═══ INFORMATION SUPPLIED

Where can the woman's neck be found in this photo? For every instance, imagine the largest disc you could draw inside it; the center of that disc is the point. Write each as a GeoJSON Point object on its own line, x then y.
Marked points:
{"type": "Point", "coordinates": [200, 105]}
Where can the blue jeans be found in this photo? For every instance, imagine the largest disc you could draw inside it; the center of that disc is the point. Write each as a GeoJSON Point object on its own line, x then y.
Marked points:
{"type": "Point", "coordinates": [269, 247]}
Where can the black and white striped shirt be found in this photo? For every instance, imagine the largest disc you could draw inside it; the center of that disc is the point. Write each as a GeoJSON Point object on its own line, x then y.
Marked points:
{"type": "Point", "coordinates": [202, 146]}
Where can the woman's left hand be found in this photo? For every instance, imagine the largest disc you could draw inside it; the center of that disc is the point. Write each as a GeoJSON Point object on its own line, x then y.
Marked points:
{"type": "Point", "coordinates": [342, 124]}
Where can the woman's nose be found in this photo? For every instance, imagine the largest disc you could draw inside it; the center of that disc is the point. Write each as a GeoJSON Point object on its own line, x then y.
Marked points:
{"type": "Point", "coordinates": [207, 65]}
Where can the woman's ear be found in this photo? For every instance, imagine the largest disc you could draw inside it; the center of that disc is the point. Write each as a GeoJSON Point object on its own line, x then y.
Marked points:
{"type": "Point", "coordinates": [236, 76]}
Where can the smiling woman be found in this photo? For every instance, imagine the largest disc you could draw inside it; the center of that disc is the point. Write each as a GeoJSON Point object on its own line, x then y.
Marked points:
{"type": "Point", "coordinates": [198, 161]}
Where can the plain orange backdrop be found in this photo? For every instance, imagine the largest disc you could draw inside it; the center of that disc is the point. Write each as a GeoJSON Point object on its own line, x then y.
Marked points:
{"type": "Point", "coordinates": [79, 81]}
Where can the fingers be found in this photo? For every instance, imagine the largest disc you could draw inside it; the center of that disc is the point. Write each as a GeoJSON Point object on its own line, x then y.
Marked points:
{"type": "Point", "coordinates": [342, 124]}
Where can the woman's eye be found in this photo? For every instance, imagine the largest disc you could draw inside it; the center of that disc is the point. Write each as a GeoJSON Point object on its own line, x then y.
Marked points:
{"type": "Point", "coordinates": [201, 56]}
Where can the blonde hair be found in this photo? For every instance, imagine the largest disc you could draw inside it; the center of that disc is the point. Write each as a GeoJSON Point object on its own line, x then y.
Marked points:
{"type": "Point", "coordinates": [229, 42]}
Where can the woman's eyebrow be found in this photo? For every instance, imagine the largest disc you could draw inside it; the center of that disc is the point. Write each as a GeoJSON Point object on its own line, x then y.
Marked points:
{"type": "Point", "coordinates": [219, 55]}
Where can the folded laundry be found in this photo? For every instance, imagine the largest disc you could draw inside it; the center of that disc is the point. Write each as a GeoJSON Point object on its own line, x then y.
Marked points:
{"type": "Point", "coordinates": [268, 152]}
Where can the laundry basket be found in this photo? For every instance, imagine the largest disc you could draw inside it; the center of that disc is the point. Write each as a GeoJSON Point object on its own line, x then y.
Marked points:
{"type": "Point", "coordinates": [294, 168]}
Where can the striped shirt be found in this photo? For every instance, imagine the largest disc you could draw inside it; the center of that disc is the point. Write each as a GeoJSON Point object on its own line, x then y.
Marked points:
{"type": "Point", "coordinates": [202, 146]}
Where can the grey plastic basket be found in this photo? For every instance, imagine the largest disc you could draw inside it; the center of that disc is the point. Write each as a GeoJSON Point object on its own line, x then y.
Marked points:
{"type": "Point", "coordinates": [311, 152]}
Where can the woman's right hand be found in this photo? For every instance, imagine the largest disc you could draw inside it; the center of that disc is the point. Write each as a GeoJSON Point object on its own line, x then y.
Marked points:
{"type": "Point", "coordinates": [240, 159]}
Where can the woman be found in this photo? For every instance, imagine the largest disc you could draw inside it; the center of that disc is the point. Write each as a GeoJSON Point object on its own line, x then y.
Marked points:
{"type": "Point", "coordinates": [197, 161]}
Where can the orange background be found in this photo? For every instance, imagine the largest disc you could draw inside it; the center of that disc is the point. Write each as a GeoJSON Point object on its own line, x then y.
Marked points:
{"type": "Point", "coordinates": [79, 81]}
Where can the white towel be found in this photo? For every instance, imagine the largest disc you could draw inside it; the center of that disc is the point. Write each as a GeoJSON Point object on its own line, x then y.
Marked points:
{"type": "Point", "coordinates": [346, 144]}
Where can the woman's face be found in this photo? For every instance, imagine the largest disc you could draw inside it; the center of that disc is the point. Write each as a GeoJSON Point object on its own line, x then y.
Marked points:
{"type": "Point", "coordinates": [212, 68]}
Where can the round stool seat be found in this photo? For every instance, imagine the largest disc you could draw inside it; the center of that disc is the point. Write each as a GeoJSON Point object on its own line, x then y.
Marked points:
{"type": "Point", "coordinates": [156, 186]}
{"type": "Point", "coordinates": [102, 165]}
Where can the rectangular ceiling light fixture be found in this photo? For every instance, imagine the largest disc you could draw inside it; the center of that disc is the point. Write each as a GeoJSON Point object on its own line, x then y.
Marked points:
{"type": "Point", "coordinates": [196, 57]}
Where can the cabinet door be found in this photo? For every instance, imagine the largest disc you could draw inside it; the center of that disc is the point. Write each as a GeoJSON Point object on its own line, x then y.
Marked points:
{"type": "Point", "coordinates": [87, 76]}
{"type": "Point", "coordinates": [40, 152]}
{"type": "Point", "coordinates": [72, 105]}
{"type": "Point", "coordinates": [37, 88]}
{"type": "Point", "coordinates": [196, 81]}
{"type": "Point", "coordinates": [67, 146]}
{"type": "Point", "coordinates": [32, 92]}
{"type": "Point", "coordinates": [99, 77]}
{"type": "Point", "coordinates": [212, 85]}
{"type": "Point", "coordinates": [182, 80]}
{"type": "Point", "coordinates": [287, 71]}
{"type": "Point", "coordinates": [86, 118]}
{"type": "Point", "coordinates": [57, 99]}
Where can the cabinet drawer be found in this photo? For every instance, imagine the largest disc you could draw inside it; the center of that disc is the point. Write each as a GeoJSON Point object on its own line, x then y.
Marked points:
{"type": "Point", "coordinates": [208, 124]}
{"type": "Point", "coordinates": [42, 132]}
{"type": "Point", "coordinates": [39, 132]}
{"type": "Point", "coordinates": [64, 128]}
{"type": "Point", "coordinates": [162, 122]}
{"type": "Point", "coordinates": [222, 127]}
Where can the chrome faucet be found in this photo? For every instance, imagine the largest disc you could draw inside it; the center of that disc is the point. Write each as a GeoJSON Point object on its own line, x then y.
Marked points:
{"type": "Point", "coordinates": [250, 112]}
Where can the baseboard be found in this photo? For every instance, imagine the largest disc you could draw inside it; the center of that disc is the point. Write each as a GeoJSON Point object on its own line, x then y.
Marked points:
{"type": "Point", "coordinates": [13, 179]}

══════

* [GIVEN PROBLEM]: With both ends included, please retype exactly the lines from the line containing "Where can the cabinet drawer" to the final line of the data.

* [CORRECT RESULT]:
Where can the cabinet drawer be found in this photo? For every instance, imagine the largest disc you could draw inside it; the center of that disc is the point. Write each as a GeoJSON Point object on its own line, x then y.
Marked points:
{"type": "Point", "coordinates": [208, 124]}
{"type": "Point", "coordinates": [42, 132]}
{"type": "Point", "coordinates": [39, 132]}
{"type": "Point", "coordinates": [64, 128]}
{"type": "Point", "coordinates": [162, 122]}
{"type": "Point", "coordinates": [222, 127]}
Where can the chrome faucet be found in this photo? For every instance, imagine the largest disc you could draw inside it; the center of that disc is the point. Write each as a GeoJSON Point object on its own line, x then y.
Marked points:
{"type": "Point", "coordinates": [250, 112]}
Where can the baseboard be found in this photo? For every instance, imagine the largest disc you could draw inside it; the center of that disc is the point. Write each as a GeoJSON Point object on its own line, x then y.
Marked points:
{"type": "Point", "coordinates": [13, 179]}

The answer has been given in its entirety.